# Need Help - leak from La Nuova Era Cuadra



## mfsl (Jun 22, 2016)

Hello guys

I bought used La Nuova Era Cuadra.

Machine work with some strange leak from vacuum breaker. When turn on the machine there is no leak ,after few minutes just before is fully warmed up and the start leaking. So i bought new,without result - again leak.















I will appreciate your advice!


----------



## DavecUK (Aug 6, 2013)

Your boiler is overfilled, which causes a leak from the Vacuum breaker before the machine is fully warmed up. *The problem is not the vacuum breaker, but the boiler is overfilling* and you need to find the cause of this overfilling. It could be a faulty or calcified level probe, or a faulty/calcified auto-fill solenoid valve.


----------



## mfsl (Jun 22, 2016)

DavecUK said:


> Your boiler is overfilled, which causes a leak from the Vacuum breaker before the machine is fully warmed up. *The problem is not the vacuum breaker, but the boiler is overfilling* and you need to find the cause of this overfilling. It could be a faulty or calcified level probe, or a faulty/calcified auto-fill solenoid valve.


Thank you so much! I will try to find - level probe and auto-fill solenoid.


----------

_Work instructions_
In the espresso machine thread, what two possible causes of the boiler overfilling are named? The items after this thread are separate material.

_Provided information_
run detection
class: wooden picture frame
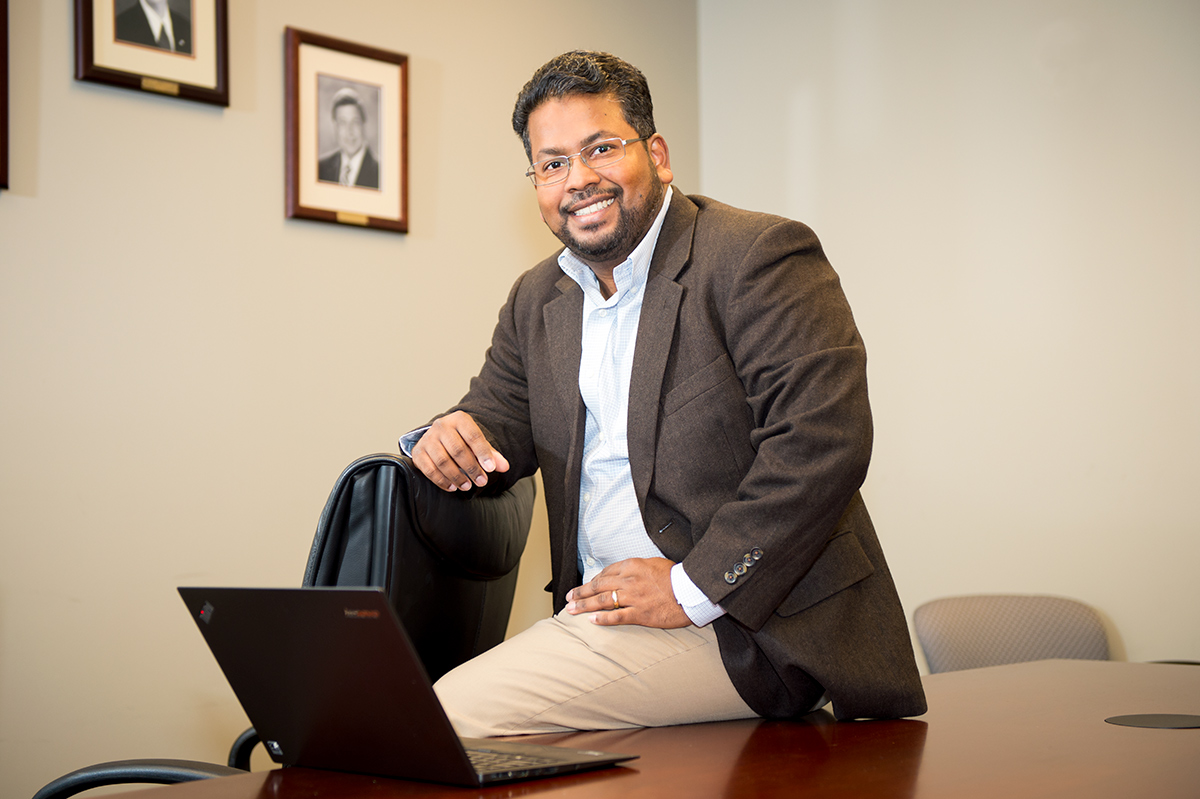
[0,0,8,188]
[284,28,408,233]
[76,0,229,106]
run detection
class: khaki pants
[433,611,756,738]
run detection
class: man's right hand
[413,410,509,491]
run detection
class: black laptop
[179,588,636,787]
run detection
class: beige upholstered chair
[913,594,1110,674]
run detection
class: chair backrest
[304,455,536,680]
[913,594,1110,674]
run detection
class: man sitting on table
[401,52,925,737]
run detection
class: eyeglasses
[526,136,650,186]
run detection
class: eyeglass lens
[530,139,625,186]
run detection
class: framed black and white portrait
[284,28,408,233]
[76,0,229,106]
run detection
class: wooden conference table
[100,660,1200,799]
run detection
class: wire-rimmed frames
[526,136,650,186]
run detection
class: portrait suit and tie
[317,86,379,188]
[113,0,192,55]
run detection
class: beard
[554,169,666,263]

_Written response_
A faulty or calcified level probe, or a faulty or calcified auto-fill solenoid valve.